THE DATA:
= Beginning of Section =

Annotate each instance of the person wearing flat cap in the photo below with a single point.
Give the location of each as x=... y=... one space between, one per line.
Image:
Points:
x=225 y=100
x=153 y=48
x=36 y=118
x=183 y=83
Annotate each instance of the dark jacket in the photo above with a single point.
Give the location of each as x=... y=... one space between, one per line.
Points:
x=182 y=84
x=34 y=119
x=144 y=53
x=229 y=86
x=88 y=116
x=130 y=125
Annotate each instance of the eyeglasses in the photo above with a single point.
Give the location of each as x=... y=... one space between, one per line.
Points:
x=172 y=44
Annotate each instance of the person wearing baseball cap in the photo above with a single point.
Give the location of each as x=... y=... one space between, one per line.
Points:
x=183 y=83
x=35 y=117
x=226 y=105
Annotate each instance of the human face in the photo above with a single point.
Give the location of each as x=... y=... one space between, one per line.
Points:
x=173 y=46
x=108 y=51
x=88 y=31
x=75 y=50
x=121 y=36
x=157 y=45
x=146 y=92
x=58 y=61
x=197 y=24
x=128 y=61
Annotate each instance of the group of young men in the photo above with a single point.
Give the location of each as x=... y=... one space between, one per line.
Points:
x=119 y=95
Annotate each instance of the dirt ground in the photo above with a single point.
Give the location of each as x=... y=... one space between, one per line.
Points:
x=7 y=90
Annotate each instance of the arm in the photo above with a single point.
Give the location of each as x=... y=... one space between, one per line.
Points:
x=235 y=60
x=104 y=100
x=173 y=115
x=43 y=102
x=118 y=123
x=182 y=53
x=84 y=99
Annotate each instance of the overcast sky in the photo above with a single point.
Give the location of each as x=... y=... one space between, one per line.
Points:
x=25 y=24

= End of Section =
= Beginning of Section =

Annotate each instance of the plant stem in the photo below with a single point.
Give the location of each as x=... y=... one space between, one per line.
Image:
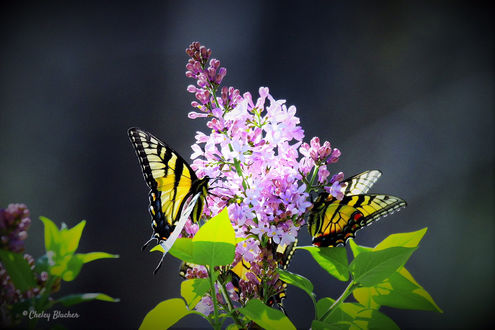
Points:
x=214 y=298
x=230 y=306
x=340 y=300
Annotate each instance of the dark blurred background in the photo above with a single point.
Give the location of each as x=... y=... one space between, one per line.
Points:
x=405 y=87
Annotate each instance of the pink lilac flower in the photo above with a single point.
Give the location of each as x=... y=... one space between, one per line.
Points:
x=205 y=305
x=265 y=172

= End of Section =
= Beginning of Section =

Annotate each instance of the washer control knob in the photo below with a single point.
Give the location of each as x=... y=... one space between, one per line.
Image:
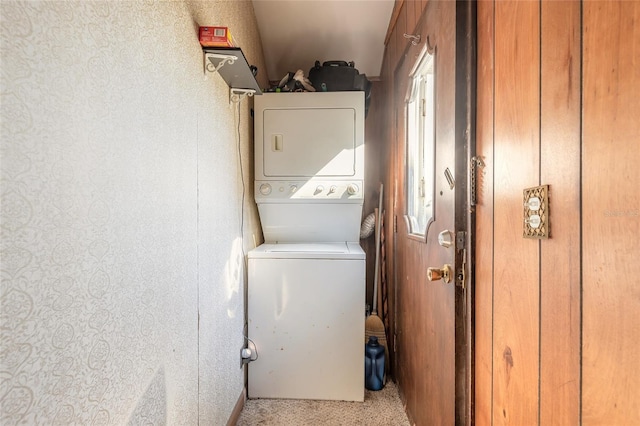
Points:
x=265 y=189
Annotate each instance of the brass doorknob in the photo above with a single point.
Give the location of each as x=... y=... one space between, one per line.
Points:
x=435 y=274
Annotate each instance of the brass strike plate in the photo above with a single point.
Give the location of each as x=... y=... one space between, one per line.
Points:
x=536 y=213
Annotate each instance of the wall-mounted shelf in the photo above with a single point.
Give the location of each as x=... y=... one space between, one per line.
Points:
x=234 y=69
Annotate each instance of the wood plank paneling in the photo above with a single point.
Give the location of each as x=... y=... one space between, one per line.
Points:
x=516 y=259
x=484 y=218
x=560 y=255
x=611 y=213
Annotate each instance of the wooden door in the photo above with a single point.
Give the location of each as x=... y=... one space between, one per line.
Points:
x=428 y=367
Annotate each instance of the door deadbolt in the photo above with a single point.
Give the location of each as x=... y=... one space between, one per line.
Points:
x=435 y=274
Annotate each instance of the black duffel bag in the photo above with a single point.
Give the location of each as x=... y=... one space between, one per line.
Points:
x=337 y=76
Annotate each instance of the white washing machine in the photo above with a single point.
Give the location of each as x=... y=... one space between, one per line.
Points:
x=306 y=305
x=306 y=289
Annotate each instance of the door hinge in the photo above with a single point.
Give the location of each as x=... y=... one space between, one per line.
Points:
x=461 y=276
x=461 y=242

= End of Section =

EXERCISE REQUIREMENTS:
Give only the number of lines in the material above where the string "person" appears.

RESPONSE:
2